● **Brief**: Repeat every line of the material that follows, word for word.
====
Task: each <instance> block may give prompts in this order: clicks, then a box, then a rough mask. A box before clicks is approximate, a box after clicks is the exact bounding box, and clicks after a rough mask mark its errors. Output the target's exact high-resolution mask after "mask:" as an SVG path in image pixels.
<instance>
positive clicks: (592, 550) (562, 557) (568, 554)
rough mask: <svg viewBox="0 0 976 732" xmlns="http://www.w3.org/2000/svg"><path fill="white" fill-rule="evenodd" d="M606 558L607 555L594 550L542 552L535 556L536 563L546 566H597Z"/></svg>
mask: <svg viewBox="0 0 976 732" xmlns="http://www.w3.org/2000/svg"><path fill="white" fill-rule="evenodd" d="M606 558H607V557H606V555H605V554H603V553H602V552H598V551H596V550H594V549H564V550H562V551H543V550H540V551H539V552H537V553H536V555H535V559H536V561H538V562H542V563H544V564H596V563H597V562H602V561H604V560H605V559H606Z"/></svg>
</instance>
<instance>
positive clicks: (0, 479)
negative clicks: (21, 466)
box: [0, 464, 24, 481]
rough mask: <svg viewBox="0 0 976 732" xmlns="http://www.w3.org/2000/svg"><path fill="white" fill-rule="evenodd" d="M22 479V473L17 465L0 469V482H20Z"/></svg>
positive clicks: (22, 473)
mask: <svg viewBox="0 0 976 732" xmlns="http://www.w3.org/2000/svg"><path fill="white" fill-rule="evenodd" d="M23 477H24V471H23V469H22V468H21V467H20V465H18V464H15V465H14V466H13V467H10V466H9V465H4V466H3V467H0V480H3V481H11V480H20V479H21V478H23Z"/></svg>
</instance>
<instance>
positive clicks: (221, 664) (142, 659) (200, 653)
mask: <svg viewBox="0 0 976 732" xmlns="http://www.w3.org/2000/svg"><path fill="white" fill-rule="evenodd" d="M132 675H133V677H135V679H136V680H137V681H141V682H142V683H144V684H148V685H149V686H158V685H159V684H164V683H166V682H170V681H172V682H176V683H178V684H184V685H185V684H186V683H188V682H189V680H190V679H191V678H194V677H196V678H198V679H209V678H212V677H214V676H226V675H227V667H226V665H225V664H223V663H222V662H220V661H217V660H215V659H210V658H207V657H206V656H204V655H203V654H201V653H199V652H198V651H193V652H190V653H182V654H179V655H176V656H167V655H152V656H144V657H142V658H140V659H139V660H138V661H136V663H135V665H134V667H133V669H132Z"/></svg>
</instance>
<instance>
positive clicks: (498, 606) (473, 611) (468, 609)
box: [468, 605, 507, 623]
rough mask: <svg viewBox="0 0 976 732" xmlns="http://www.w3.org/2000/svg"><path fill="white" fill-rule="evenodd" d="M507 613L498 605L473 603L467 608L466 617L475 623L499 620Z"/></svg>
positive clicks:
====
● **Response**:
Task: each <instance> block may give prompts in this order: clicks, then a box, then a rough mask. A box before clicks is approximate, a box after clicks is the exact bounding box, and clicks after a rough mask mark its errors. Output the target's exact high-resolution mask after "mask:" as an SVG path in image pixels.
<instance>
positive clicks: (592, 550) (562, 557) (568, 554)
rough mask: <svg viewBox="0 0 976 732" xmlns="http://www.w3.org/2000/svg"><path fill="white" fill-rule="evenodd" d="M606 558L607 555L594 550L542 552L535 556L536 563L546 566H597Z"/></svg>
mask: <svg viewBox="0 0 976 732" xmlns="http://www.w3.org/2000/svg"><path fill="white" fill-rule="evenodd" d="M606 558H607V557H606V555H605V554H603V553H602V552H598V551H596V550H594V549H564V550H562V551H543V550H540V551H539V552H537V553H536V555H535V559H536V561H538V562H542V563H544V564H596V563H597V562H602V561H604V560H605V559H606Z"/></svg>
</instance>
<instance>
positive clicks: (0, 479)
negative clicks: (21, 466)
box: [0, 464, 24, 481]
rough mask: <svg viewBox="0 0 976 732" xmlns="http://www.w3.org/2000/svg"><path fill="white" fill-rule="evenodd" d="M22 479V473L17 465L0 469V482H20Z"/></svg>
positive clicks: (22, 473)
mask: <svg viewBox="0 0 976 732" xmlns="http://www.w3.org/2000/svg"><path fill="white" fill-rule="evenodd" d="M23 477H24V471H23V469H22V468H21V467H20V465H18V464H15V465H14V466H13V467H10V466H9V465H4V466H3V467H0V480H3V481H11V480H20V479H21V478H23Z"/></svg>
</instance>
<instance>
positive clicks: (221, 664) (142, 659) (200, 653)
mask: <svg viewBox="0 0 976 732" xmlns="http://www.w3.org/2000/svg"><path fill="white" fill-rule="evenodd" d="M132 675H133V677H135V679H136V680H137V681H141V682H142V683H144V684H148V685H149V686H158V685H159V684H164V683H166V682H170V681H172V682H176V683H178V684H184V685H185V684H186V683H188V682H189V680H190V679H191V678H194V677H196V678H198V679H209V678H212V677H214V676H226V675H227V667H226V665H225V664H223V663H222V662H220V661H217V660H215V659H210V658H207V657H206V656H204V655H203V654H201V653H199V652H198V651H193V652H190V653H182V654H179V655H176V656H167V655H152V656H144V657H142V658H140V659H139V660H138V661H136V663H135V665H134V667H133V669H132Z"/></svg>
</instance>
<instance>
positive clicks: (498, 606) (473, 611) (468, 609)
box: [468, 605, 507, 623]
rough mask: <svg viewBox="0 0 976 732" xmlns="http://www.w3.org/2000/svg"><path fill="white" fill-rule="evenodd" d="M507 613L498 605L473 603L467 608L466 617L475 623L499 620Z"/></svg>
positive clicks:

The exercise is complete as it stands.